Point annotation records:

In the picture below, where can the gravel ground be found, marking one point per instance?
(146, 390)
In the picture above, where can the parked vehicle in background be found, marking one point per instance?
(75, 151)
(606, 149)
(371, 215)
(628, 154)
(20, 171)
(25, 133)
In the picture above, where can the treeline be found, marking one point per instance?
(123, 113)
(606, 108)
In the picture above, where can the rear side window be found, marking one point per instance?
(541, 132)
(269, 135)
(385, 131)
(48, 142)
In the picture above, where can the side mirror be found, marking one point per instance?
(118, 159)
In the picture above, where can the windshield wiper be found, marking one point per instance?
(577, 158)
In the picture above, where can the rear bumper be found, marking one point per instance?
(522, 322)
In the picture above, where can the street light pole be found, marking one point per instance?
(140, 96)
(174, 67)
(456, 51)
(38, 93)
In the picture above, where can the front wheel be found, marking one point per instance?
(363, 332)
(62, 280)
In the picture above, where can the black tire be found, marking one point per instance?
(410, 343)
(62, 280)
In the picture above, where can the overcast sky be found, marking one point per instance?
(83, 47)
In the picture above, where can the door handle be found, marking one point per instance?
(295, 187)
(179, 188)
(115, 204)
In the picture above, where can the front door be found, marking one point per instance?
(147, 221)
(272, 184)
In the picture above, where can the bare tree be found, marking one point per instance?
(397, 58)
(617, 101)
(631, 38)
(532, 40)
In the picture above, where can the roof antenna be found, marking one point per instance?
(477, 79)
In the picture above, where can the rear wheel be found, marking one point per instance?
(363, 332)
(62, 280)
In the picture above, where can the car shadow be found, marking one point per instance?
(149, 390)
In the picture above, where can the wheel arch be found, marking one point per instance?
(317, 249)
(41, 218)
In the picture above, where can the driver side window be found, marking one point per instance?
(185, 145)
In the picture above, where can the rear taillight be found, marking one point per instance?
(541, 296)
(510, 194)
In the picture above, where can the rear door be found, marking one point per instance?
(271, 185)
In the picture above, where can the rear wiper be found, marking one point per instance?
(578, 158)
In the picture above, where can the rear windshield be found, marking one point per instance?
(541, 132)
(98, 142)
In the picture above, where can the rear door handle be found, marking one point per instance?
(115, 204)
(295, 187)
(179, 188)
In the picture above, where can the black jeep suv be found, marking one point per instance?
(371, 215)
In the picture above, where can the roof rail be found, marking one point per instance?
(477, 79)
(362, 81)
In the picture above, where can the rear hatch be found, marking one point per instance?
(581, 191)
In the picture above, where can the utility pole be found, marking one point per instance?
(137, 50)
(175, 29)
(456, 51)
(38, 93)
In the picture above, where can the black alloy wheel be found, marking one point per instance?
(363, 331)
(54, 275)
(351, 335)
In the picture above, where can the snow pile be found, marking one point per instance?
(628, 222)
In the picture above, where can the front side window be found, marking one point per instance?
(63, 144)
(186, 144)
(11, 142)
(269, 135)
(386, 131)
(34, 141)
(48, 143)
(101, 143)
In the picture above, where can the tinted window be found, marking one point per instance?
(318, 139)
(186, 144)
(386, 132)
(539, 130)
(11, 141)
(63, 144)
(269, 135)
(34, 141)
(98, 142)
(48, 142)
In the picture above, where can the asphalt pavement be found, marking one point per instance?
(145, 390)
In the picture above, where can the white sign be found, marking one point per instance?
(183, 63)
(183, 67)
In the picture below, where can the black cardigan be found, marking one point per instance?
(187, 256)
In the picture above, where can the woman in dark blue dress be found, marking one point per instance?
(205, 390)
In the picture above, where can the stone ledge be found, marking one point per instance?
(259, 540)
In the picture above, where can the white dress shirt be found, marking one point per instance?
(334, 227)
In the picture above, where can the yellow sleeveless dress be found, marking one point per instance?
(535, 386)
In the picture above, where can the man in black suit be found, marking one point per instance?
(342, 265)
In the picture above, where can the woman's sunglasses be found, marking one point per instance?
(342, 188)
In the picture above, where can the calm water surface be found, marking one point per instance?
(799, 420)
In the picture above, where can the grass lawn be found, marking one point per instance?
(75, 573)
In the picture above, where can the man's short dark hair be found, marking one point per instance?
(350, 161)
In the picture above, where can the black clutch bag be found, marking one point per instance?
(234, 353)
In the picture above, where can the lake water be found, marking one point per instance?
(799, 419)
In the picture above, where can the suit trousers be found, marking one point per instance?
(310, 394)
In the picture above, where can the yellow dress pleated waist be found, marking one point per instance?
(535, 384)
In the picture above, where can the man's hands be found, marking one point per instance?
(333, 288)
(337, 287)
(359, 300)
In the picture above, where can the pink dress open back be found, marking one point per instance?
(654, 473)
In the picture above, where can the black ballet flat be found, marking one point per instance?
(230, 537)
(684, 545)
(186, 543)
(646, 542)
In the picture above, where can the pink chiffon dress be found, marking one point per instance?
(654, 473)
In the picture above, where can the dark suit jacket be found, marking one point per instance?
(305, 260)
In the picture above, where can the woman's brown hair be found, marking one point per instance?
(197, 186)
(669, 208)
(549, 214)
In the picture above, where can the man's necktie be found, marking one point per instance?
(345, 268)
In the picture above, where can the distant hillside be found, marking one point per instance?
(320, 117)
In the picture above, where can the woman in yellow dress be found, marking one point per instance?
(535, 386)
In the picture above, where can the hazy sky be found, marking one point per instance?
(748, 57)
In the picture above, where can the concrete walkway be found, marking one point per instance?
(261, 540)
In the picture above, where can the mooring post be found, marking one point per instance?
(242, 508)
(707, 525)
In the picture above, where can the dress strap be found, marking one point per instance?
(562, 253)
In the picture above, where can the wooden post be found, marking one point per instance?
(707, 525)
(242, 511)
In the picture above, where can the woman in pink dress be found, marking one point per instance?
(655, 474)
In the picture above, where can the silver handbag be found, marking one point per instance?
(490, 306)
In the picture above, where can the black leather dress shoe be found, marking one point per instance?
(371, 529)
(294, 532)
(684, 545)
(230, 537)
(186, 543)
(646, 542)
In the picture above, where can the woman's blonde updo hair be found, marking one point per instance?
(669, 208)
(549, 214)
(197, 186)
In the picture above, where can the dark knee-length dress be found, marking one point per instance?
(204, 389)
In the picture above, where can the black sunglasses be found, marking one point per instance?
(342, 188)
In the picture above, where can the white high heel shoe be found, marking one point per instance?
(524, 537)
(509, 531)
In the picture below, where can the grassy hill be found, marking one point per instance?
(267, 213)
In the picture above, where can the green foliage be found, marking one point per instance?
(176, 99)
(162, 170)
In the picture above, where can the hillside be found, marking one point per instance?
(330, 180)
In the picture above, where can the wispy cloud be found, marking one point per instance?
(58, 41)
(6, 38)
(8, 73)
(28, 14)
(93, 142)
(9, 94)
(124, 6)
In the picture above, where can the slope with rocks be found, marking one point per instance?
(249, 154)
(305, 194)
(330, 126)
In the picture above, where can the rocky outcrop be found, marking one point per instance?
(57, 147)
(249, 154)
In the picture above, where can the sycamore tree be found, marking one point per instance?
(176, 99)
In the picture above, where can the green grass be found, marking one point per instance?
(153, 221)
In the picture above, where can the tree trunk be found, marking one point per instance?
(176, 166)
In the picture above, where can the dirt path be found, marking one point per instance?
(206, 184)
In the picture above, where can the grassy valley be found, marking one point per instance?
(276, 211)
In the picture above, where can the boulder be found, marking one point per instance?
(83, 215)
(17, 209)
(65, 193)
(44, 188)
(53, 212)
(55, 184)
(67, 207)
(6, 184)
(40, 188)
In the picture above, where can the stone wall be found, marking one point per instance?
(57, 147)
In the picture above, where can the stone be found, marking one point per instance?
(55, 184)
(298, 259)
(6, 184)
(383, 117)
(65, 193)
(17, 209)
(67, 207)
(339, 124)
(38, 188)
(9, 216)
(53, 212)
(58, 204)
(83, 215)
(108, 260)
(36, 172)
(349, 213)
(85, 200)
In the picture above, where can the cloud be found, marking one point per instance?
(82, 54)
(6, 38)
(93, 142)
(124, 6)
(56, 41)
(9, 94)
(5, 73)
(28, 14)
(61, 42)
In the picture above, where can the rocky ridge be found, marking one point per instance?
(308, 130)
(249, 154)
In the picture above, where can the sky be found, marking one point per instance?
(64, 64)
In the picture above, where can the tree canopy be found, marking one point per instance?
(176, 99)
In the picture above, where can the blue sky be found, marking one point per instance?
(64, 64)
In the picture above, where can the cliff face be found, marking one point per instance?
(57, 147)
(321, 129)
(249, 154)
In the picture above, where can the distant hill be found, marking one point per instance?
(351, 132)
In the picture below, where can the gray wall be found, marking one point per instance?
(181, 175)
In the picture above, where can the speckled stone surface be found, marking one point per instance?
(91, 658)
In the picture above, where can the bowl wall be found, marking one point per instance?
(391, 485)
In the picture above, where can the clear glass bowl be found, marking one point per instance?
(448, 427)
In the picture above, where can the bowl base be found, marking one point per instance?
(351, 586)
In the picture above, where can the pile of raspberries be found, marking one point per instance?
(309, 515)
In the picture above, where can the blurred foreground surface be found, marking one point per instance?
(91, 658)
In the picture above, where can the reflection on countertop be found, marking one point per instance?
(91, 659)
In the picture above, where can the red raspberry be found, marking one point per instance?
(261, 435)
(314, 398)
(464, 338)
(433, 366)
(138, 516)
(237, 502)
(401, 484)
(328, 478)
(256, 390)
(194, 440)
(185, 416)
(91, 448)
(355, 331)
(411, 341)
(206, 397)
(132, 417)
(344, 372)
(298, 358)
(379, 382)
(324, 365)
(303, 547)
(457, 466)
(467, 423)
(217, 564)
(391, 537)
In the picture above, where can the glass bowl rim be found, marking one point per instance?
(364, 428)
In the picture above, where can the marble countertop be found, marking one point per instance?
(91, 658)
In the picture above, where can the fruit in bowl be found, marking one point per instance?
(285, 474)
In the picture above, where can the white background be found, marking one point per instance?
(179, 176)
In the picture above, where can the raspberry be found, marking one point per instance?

__Task statement__.
Extract, unchanged, the closing run of lines that opens with the line containing "In the picture above, where can the glass" and ends with the last line.

__Output below__.
In the picture above, where can the glass bowl rim be found, marking one point per instance?
(364, 428)
In the picture above, where can the marble countertop be found, marking one point per instance?
(91, 658)
In the picture above, where can the fruit in bowl be found, marking one point per instance?
(285, 474)
In the picture above, where can the white background be found, marking one point per instance?
(179, 176)
In the picture above, where can the raspberry be found, marking one point per instance?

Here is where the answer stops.